§ PROBLEM SET:
1. Reproduce the passage of the population health analytics article from "The challenge" to "often more complicated.".
2. According to the population health analytics article, what is the grain of a timeline table in database terms?
3. Extend the population health analytics article, picking up after its final sentence.

§ PASSAGE SHOWN:
- - -

How to track patient features over time for pop health analytics

In improvement work, tracking performance over time is a core idea. However, it’s often quite hard, technically, to work with “dynamic” data — data that reflects the changing state of the world over time.

Here, we examine some of the complexity involved in this important work, plus share approaches for working through it.

The challenge

In all sorts of domains, looking at data over time is important to identify patterns that are hidden in aggregate values: for example, data diagnostics.

monthly-claims-count

Technically, analytics based on “events” — concepts that have an inherent position in time (e.g., an admission)—are relatively straightforward. However, analytics based on “entities”—concepts that cannot be placed at a single moment in time (e.g., patients), and whose features can change over time—are often more complicated.

Imagine that you want to analyze the effectiveness of the care that an attributed specialist provides. Your desired outcome measure is the population rate of emergency room visits among patients with chronic disease X. The denominator observations in this case are patient-periods in which the patient *during that period* meets the inclusion criteria for disease X. The patient’s status with respect to this condition could change on any day, and you would need to know that status with fairly high resolution to assign emergency room visits accurately to those periods. Similarly, patients might change specialists at any time, so you’d need to track and potentially update that information over time as well.

This is technically challenging. It's also a very common need, especially in population health analytics.

The solution

“Timelines” are data structures that are very useful for these kinds of exercises. A timeline gives you that dynamic, historically accurate picture of an entity, usually a patient, over time. In database terms, it’s a table with a grain of one row per patient-period, with the additional property that these periods must be non-overlapping. In other words, there is at most a single, unambiguous state of the entity on any given date.

For example, consider the following hypothetical scenario:

patient-timeline

A patient starts the analysis period on 1/1/2020 already meeting the clinical criteria for chronic kidney disease (CKD) but without evidence of stage 4 or higher CKD and without a regular nephrologist to whom she is attributed. The patient goes on to have some sort of encounter on 4/11/2020 resulting in a diagnosis of stage 4 CKD and a referral to a nephrologist (NPI 1234567890), who she sees on 5/2/2020 and again on 7/15/2020. There are no further visits in the analysis period, which ends on 6/1/2021.

- - -

[Stored items]
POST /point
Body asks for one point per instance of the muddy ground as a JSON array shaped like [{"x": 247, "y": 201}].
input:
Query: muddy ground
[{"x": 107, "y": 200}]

- - -

§ ANSWERS TO THE EXERCISES:
1.
The challenge

In all sorts of domains, looking at data over time is important to identify patterns that are hidden in aggregate values: for example, data diagnostics.

monthly-claims-count

Technically, analytics based on “events” — concepts that have an inherent position in time (e.g., an admission)—are relatively straightforward. However, analytics based on “entities”—concepts that cannot be placed at a single moment in time (e.g., patients), and whose features can change over time—are often more complicated.

2. One row per patient-period, with periods that must not overlap.

3.
The following table represents the timeline treatment of this scenario, tracking some dynamic patient features:

patient-timeline-table

Armed with this data structure, an analyst can quite easily generate dynamic results such as the population rate per 1,000 patient-years of emergency department visits among patients with CKD stage 4 or higher. For that analysis, we would consider the second to fifth rows of the table above to be a qualifying denominator observation (“Is CKD Stage 4 or Higher” equals 1), contributing some small number of thousands of patient-years based on the elapsed time represented by those records (i.e., the period 4/11/2020 to 6/1/2021). Any emergency room visits that happened during that period would be counted in the numerator.

Consider in the above example that the criteria for “full” attribution to a nephrologist might require two or more visits in the prior 12 months, meaning the timeline would have to handle scenarios in which patients both enter and exit relationships with a nephrologist over time. (In the above table, note that, after a sufficient time without a follow-up visit with her nephrologist, the patient’s count of visits in the last 12 months ticks down from two to one on the anniversary of her first visit.)

Typically, an analyst would perform these kinds of analyses by picking a set of “snapshot” dates on which to evaluate the patient’s status (e.g., the first of each month) and recalculating all necessary features for each date. Compared with this approach, using a timeline has two important advantages.

First, the resolution will be better with the timeline, since patient status will be accurate to the day — not, say, the month.
Second, database performance is often significantly better with timelines, since long periods of quiescence in a patient’s status (e.g., in the case above, the period 7/15/2020 to 5/2/2021) need only be evaluated at the start and end dates, not on each of the (10) snapshot dates covered by that period. In addition, once created, the timeline can support any periodicity (or within-period position) of snapshot dates, without needing to be regenerated.